#### DATASET RECORDS ####
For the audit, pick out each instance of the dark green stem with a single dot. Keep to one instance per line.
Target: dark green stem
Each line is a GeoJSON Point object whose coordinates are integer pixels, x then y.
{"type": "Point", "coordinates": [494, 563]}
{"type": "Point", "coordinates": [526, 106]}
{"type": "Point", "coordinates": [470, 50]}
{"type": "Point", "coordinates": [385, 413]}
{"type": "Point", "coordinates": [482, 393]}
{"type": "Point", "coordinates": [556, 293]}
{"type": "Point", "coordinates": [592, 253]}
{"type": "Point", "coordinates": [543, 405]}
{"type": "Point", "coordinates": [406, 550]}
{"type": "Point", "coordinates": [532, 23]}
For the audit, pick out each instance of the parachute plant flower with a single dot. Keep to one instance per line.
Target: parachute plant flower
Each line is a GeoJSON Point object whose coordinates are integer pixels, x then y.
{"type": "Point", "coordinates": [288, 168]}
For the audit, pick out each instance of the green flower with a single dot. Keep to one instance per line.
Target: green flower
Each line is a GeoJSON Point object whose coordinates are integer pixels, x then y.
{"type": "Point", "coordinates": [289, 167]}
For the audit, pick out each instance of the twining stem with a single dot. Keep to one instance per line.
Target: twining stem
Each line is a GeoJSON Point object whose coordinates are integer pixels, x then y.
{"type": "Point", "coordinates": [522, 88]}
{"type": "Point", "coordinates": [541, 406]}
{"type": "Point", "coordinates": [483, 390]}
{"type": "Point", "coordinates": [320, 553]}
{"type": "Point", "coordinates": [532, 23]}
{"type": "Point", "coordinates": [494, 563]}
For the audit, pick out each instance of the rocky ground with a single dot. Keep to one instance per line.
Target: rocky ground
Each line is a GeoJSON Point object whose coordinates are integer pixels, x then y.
####
## [EXERCISE GOAL]
Go through the entries above and copy every line containing "stem".

## [YOUR RESPONSE]
For the audit, pick out each instance of the dark green stem with a single dot. Keep to one instance per line.
Target: dark green stem
For the audit, pick out each instance of the twining stem with a single dot. Keep to one instance per line.
Target: twining stem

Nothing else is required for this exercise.